**Work to complete:**
What follows is a listing; restate every line of it word for word.

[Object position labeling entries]
***
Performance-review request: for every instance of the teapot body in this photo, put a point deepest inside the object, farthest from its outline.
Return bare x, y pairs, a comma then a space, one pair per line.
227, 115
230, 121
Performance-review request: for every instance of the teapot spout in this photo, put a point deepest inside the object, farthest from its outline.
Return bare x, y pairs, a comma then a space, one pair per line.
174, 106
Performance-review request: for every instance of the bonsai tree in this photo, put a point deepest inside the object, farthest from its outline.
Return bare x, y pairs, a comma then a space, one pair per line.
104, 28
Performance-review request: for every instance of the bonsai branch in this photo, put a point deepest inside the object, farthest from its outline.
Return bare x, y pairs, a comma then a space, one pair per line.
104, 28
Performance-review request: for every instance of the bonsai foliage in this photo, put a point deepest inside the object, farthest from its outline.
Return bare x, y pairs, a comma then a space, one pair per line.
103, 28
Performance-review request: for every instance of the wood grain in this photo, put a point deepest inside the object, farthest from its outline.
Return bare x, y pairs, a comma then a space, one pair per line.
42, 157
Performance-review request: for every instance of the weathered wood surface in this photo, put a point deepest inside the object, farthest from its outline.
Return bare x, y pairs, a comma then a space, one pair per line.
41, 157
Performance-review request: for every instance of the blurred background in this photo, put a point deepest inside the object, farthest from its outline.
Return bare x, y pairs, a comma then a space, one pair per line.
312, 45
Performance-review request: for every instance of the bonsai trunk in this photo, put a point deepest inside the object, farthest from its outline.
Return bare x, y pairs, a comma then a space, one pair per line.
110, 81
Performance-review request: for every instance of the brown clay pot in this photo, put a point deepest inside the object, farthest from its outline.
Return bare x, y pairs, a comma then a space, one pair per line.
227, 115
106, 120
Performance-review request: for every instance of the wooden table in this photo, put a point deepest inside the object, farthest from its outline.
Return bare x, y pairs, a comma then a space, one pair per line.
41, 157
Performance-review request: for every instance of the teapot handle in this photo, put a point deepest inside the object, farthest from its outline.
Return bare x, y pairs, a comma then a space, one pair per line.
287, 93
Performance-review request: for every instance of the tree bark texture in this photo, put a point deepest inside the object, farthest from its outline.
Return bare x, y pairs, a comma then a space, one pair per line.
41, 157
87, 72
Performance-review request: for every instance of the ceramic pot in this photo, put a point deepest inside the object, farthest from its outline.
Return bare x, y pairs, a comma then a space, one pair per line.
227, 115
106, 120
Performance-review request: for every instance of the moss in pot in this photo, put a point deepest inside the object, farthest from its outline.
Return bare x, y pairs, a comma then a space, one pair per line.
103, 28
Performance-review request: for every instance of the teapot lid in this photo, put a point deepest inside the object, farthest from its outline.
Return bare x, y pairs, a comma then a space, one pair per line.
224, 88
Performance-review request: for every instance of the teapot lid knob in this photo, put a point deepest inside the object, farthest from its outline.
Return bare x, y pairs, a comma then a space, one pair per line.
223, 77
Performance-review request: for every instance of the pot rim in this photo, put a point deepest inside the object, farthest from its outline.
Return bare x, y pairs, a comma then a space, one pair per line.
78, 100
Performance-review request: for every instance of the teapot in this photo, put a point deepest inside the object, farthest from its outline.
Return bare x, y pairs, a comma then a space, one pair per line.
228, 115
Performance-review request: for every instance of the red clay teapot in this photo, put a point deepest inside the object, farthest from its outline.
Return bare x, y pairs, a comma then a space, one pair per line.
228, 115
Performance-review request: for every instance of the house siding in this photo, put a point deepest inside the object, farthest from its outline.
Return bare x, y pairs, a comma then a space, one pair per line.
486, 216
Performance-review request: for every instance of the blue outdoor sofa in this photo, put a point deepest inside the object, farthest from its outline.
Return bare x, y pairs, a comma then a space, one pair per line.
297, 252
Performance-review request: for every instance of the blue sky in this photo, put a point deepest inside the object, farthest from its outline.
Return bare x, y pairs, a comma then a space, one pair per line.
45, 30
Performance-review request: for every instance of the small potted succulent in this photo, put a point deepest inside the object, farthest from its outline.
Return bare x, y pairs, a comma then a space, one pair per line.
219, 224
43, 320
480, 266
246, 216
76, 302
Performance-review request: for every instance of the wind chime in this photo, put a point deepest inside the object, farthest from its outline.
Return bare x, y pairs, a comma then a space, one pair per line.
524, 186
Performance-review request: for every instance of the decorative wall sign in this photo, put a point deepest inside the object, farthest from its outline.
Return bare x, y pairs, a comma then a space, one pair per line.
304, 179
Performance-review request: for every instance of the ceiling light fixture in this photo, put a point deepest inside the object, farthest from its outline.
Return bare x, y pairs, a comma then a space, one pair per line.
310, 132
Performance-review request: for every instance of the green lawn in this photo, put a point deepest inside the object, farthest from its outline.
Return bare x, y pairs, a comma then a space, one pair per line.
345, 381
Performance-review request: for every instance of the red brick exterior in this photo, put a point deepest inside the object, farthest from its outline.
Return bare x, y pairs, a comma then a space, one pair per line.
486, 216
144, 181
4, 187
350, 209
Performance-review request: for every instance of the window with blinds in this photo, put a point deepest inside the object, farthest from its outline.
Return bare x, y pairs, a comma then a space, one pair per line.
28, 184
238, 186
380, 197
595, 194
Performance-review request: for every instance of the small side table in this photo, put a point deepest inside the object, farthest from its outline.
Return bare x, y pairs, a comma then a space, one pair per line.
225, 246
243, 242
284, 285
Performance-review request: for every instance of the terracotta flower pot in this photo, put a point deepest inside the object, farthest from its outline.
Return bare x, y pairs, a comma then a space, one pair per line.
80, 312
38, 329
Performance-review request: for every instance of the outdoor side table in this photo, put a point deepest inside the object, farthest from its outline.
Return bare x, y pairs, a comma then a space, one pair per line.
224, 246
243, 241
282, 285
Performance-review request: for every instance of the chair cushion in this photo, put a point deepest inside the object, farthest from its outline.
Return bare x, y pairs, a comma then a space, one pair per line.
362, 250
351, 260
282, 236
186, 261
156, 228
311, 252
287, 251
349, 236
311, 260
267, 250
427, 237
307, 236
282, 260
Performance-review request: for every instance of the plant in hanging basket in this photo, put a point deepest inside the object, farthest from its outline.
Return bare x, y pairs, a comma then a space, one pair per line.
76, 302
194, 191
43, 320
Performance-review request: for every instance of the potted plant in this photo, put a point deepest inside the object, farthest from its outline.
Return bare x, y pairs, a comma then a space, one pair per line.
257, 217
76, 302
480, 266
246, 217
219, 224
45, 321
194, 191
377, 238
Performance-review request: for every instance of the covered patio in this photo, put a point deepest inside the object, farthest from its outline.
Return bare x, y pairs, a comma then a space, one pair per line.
***
**Exercise answer:**
Performance-review request: for every instance of the teapot body in this photo, put a point deepest inside the object, farthest from its outline.
Return bare x, y pairs, a comma then a space, one pair per line.
227, 115
230, 121
Performance-review request: for every instance of the teapot spout in this photo, put a point deepest inside the object, farthest from its outline.
Return bare x, y pairs, a comma then a space, one pair per line.
174, 106
Performance-review request: for every instance of the bonsai tree in this photo, put a point deepest inside the object, farthest from its outline.
Return bare x, y pairs, a comma then a space, one pair per line.
104, 28
Performance-review request: for every instance of the bonsai branch in this photo, put a point deepest inside the object, farthest from its outline.
Return bare x, y pairs, a comma then a space, one pair per line.
104, 28
Performance-review request: for every instance of the bonsai foliage in this photo, put a point deepest inside the object, farthest from its outline.
Return bare x, y pairs, a comma then a space, one pair per line.
103, 28
Performance-review request: for every instance of the wood grain in this photo, put a point deepest inside the object, farthest from its outline.
Return bare x, y pairs, a comma then a space, one pair per line.
42, 157
Performance-review request: for every instance of the weathered wood surface in this photo, put a point deepest inside the object, farthest from its outline.
Return bare x, y pairs, a comma then a space, one pair per line.
41, 157
Performance-review request: for every instance of the blurred background in this photo, put a point deepest inside the object, farthest from its outline.
Return bare x, y pairs, a comma then a space, one pair per line.
312, 45
Performance-review request: for every instance of the bonsai trunk in this photo, put a point deepest inside the object, farthest from its outline.
Return bare x, y pairs, a comma then a space, one pair per line.
110, 81
Performance-review request: for every instance of the brown clay pot in this photo, put a point deepest inside the object, farthest from its outline.
Return bare x, y pairs, a comma then a space, one pair per line.
227, 115
106, 120
Performance-review request: for every instance of the wooden table in this photo, put a point deepest inside the object, farthest from its outline.
Return bare x, y pairs, a comma then a space, one pair per line.
41, 157
Performance-review request: for every instance of the teapot handle in this photo, put a point deepest inside the object, farthest from its outline.
Return bare x, y pairs, a comma then a space, one pair per line.
287, 93
Performance-review request: for every instance of the tree bark texture in this photo, put a point deepest inside the object, farthest from its outline.
Return bare x, y pairs, a comma then a space, one pair per line.
41, 157
87, 72
Performance-review request: for every instance of the ceramic pot in this photo, put a point deepest inside the object, farthest from its outline.
Return bare x, y pairs, a comma then a space, one pair per line.
227, 115
106, 120
Performance-review request: for every instance of the moss in pot in this photo, put a point deepest inside the object, farthest from its outline.
Return bare x, y pairs, a comma then a space, one pair per line.
103, 28
Performance-review request: for every instance of the teapot lid in this photo, put a point deepest inside the object, farthest from its outline.
Return bare x, y pairs, a comma then a space, one pair per line.
224, 88
Performance-review request: for every instance of the teapot lid knob in this photo, put a point deepest inside the object, farthest from its outline.
Return bare x, y pairs, a comma then a space, one pair per line.
223, 77
Performance-review request: for every instance of the pot rim in this photo, put a point deepest inside the object, farthest from its outline.
Return bare x, y pairs, a comma then a space, one pair per line.
78, 100
Performance-review request: for every instance of the teapot in this photo, put a point deepest inside the object, farthest from its outline.
Return bare x, y pairs, a comma then a space, one pair per line.
228, 115
Performance-review request: for every instance of the red clay teapot in this photo, put a point deepest inside the object, farthest from its outline.
Return bare x, y pairs, a comma then a space, one pair per line.
228, 115
Performance-review request: for every instance of the house siding in this photo, put a point deepest inside the object, farthest from its outline.
Return bare x, y pairs, a comma then a space, one pair per line.
486, 216
Performance-review request: for every instance of the blue outdoor sofa in this photo, put a point deepest inside the object, farthest from its outline.
Return bare x, y pairs, a comma then a space, one pair per line.
297, 252
Performance-review request: for every instance of the blue sky in this photo, put a point deepest inside the object, farthest from its outline.
Return bare x, y pairs, a comma then a space, one pair per line.
45, 30
Performance-review request: for every instance of the small potted succulent in this photo, put a point deepest inside the object, farthest from its outline.
Return bare x, y pairs, a comma then a space, one pair per line.
219, 224
43, 320
480, 266
246, 216
76, 302
Performance-review request: for every instance of the wind chime in this photo, put a point deepest inside the object, farthest from its outline.
Return bare x, y pairs, a comma then a space, one pair per line.
524, 186
Performance-review request: for every instance of the decorative wall sign in this photo, put a point deepest inside the object, farthest from its outline.
Return bare x, y pairs, a comma then a space, one pair per line.
304, 179
Performance-review request: for every instance of the ceiling light fixture in this photo, put a point deepest inside the object, farthest from its outline.
Return bare x, y pairs, a comma then a space, one pair per line.
310, 132
Performance-review request: for every instance of the green lawn in this photo, put a point deepest inside the object, farthest from its outline.
Return bare x, y pairs, a comma then a space, one pair per line.
345, 381
Performance-review request: for every instance of the red brick exterior in this photo, put a point deepest inside the object, farthest from its outline.
Return bare x, y pairs, a comma then a space, one pair per line.
486, 216
144, 181
4, 187
350, 209
Performance-review request: for every instance of the window with blinds in this photo, put a point deepest inside the object, farthest from its outline.
Return bare x, y pairs, a comma then a space, one pair per line.
28, 184
238, 186
380, 197
595, 194
Performance-review request: for every instance of the small side table in this photo, put a point deepest inside the object, farthest from its outline.
Return bare x, y pairs, a comma then a space, one pair per line.
225, 246
243, 242
284, 285
Performance-review request: for every instance of the terracotta flower pot in this photo, put a point deepest inside the object, farthest from its outline.
Return bare x, y pairs, a comma then a space, one pair per line.
80, 312
38, 329
Performance-review request: for every instance of the outdoor side table in this photo, put a point deepest inside the object, farthest from its outline.
Return bare x, y pairs, a comma then a space, one pair per line.
224, 246
243, 241
282, 285
Performance-review request: for every instance of the chair cushion in this photo, put a point deepest inside the object, farthest from its outline.
Return bare x, y pairs, a comma then a space, one pair per line.
362, 250
351, 260
282, 236
186, 261
156, 228
311, 252
287, 251
349, 236
311, 260
267, 250
427, 237
307, 236
282, 260
Performance-review request: for every instance of the plant in hanging basket in this photo, put a point deepest inside the object, farthest from its outline.
Return bare x, y pairs, a comma then a space, one pair per line.
76, 302
194, 191
43, 320
Performance-review request: for every instance of the potted plant in this photo, put a point deepest inside the object, farthest from its outline.
Return bare x, y pairs, a comma then a space, one pair per line.
257, 217
76, 302
480, 266
246, 217
219, 224
45, 321
194, 191
377, 238
Performance-review request: for every instance of the covered patio in this photo, put a point deepest inside the object, farthest from its outline.
Return bare x, y pairs, a comma then a space, one pair per line.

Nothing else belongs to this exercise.